--- Problem ---
Copy the media news roundup starting at "News Corp. Chairman" and ending at "Warner Inc.'s CNN.", replacing "investors" with "shareholders".

--- Extract ---
....................

A Bitter Pill for Murdoch? (WSJ)
News Corp. Chairman Rupert Murdoch next week faces an unprecedented referendum on his leadership and his family's long-term control of the media conglomerate. While there is little doubt investors would prefer Murdoch as chairman, he is 75, and the question of his succession is an issue for some investors. New York Mag: Righties worry Rupe's gone soft.
Yahoo to Offer Local CBS News Clips (AP)
Yahoo Inc. this week will begin showing news clips supplied by 16 CBS Corp. television stations, providing the Internet's most trafficked website with another online video magnet. Yahoo already shows national and international news from CBS' 60 Minutes as well as Walt Disney Co.'s ABC and Time Warner Inc.'s CNN.
The Edelman PR firm is sponsoring development of new Technorati sites in French, German, Italian, Korean and Chinese, involving an investment of "several hundred thousand dollars." Several of those services began operating in beta this month. Until February, they will be available exclusively to Edelman and its clients.
Politicians Experimenting With MySpace (WSJ)
Politicians across the country are discovering that a presence on social-networking sites such as MySpace isn't just a way of communicating with voters under 30, it is also a means of attracting volunteers and their donations.
My Life as a Gossip Columnist (LAT)
Lloyd Grove: I have learned, after nearly eight years of writing a daily column in both D.C. and N.Y.C., that gossip can be good for society don't laugh and can even, perish the thought, be legitimate journalism. All it takes, beyond being insanely competitive, is an honest heart, a keen eye, a strong stomach and a thick skin. Gawker: Grove will answer questions on Gawker today.
Shock jock Howard Stern is out to attract a broad new online audience with his first-ever free Internet broadcast. Stern's four-hour-plus program will be made available live online at no charge for two days, October 25 and 26, to promote an Internet radio service Sirius Satellite Radio is launching this week.

....................

--- Supplied information ---
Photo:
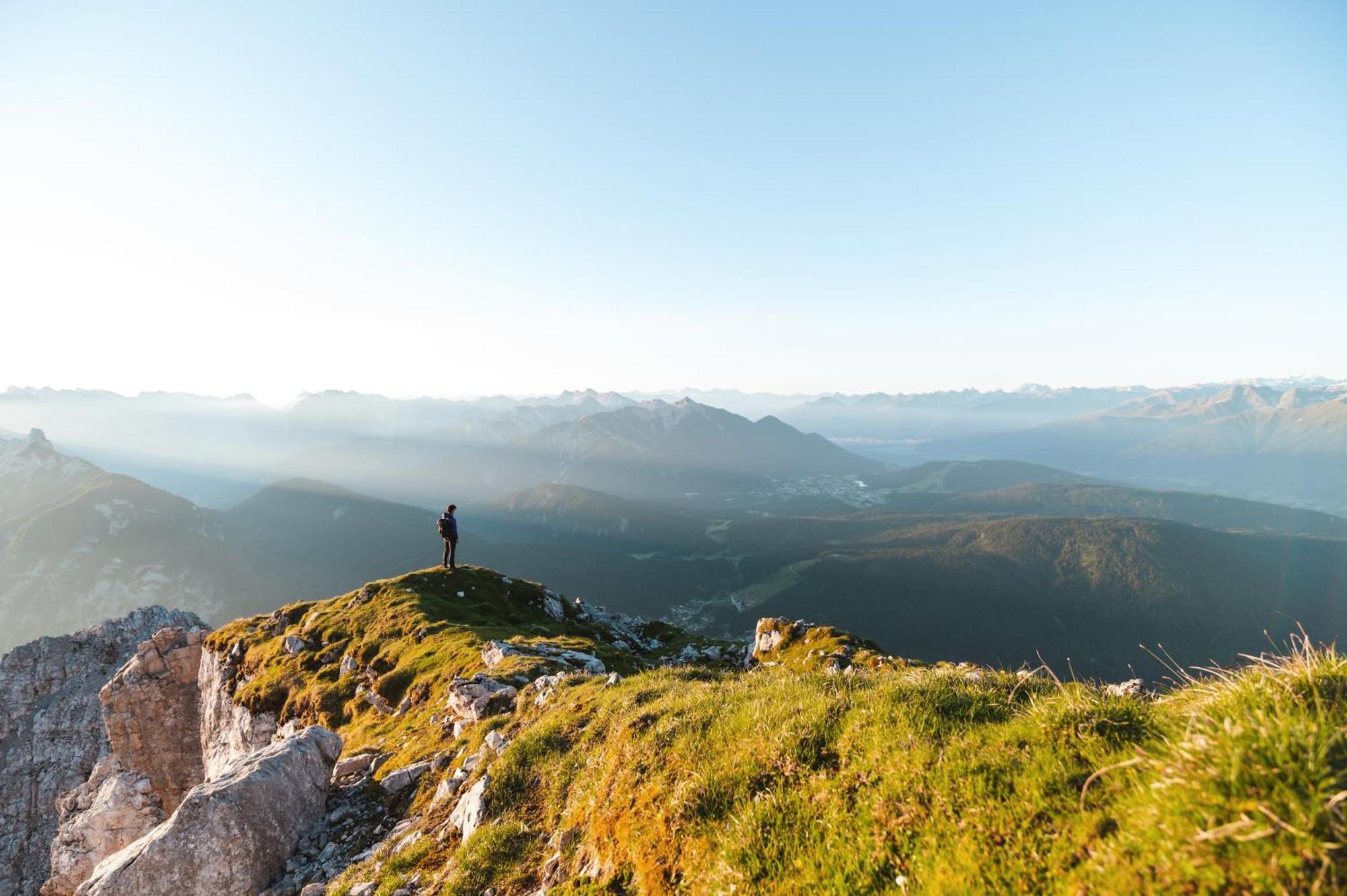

....................

--- Solution to this task ---
News Corp. Chairman Rupert Murdoch next week faces an unprecedented referendum on his leadership and his family's long-term control of the media conglomerate. While there is little doubt shareholders would prefer Murdoch as chairman, he is 75, and the question of his succession is an issue for some shareholders. New York Mag: Righties worry Rupe's gone soft.
Yahoo to Offer Local CBS News Clips (AP)
Yahoo Inc. this week will begin showing news clips supplied by 16 CBS Corp. television stations, providing the Internet's most trafficked website with another online video magnet. Yahoo already shows national and international news from CBS' 60 Minutes as well as Walt Disney Co.'s ABC and Time Warner Inc.'s CNN.